Si después de todas esas fechorías, comprobadas y demostradas, usted sigue respetando a sus políticos, sean del color que sean, es que tiene alma de esclavo y ha perdido esa dignidad suprema del ciudadano que le impide delegar aspectos tan indelegables como la voluntad política y la decencia.
Despreciar a los políticos significa nunca darles la mano, ni presentarles a nuestras familias; jamás acudir a actos públicos en los que ellos estén presentes; no votarlos nunca, ni confiar en sus promesas, ni votar lo que ellos recomienden, ni entregarles voluntariamente nuestro dinero, ni otorgarles admiración, confianza u obediencia; no ser audiencia de los medios que ellos manipulan y sentirse obligados a abuchearles y pitarles cuando comparezcan en público.
Son castigos ciudadanos llenos de dignidad, cuyo fin es obligar a los políticos a que respeten la democracia y las reglas del juego político. Nuestro deber de ciudadanos exige rechazarlos sin descanso y despreciarlos hasta que cambien de rumbo, renuncien a su impunidad práctica y demuestren que los canallas, sinvergüenzas y chorizos que están incrustados en sus filas han sido sentados ante los tribunales.
Ni siquiera merecen nuestros impuestos ni nuestro esfuerzo ciudadano porque, mientras sus filas estén pobladas de chorizos, no está garantizado que esos dineros del pueblo no sean empleados para enriquecer a los más corruptos o para financiar privilegios inmerecidos, lujos incosteables y compra de votos y de voluntades. Un ciudadano, cuando se siente rodeado de corrupción y ha perdido la confianza en sus instituciones, sólo paga impuestos por temor al castigo, nunca con la generosidad del contribuyente solidario.
El rechazo y el desprecio a los políticos son un castigo directo del ciudadano a una casta política que ha demostrado su fracaso y su indecencia hasta la saciedad. Debe aplicarse a aquellos políticos que no han pedido perdón, ni han rectificado su deriva encanallada, ni han demostrado su voluntad de regenerar la democracia española. Ese castigo es el camino más directo y seguro para acabar con el abuso y la corrupción y para establecer los cimientos de la regeneración.
Para cualquier ciudadano decente, despreciar a los políticos que han hundido a su país e infectado la sociedad no es una opción sino un deber.

═══

### CONSIGNA A
Reproduce tal cual el fragmento del texto seleccionado que arranca en las palabras "El rechazo y" y acaba con "de la regeneración.".
### CONSIGNA B
Según el texto seleccionado, ¿por qué motivo paga impuestos un ciudadano que se siente rodeado de corrupción?

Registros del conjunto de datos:
═══

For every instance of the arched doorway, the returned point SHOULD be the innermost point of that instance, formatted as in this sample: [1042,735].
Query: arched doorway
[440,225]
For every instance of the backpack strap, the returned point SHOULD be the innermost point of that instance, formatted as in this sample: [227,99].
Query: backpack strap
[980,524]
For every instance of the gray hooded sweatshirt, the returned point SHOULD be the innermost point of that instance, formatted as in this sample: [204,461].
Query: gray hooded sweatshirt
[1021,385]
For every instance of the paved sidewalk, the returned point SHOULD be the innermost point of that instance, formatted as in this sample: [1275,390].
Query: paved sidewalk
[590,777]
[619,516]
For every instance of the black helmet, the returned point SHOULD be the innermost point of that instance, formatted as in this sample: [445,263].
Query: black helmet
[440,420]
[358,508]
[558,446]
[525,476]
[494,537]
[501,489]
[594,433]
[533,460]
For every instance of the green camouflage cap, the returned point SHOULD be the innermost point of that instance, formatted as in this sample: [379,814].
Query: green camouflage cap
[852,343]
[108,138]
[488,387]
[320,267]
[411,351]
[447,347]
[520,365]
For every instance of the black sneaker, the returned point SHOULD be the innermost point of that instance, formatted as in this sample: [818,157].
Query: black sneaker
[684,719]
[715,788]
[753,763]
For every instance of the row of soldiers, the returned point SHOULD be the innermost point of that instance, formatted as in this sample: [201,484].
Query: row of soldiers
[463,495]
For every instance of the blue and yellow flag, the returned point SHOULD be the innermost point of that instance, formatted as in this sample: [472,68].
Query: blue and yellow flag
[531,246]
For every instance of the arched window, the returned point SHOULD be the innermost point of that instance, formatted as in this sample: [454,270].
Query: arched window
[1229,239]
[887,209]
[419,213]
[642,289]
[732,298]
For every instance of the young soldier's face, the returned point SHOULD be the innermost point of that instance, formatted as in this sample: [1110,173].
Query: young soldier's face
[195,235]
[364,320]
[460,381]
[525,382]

═══

### ESPACIO DE RESPUESTA A
El rechazo y el desprecio a los políticos son un castigo directo del ciudadano a una casta política que ha demostrado su fracaso y su indecencia hasta la saciedad. Debe aplicarse a aquellos políticos que no han pedido perdón, ni han rectificado su deriva encanallada, ni han demostrado su voluntad de regenerar la democracia española. Ese castigo es el camino más directo y seguro para acabar con el abuso y la corrupción y para establecer los cimientos de la regeneración.

### ESPACIO DE RESPUESTA B
Sólo por temor al castigo, nunca con la generosidad del contribuyente solidario.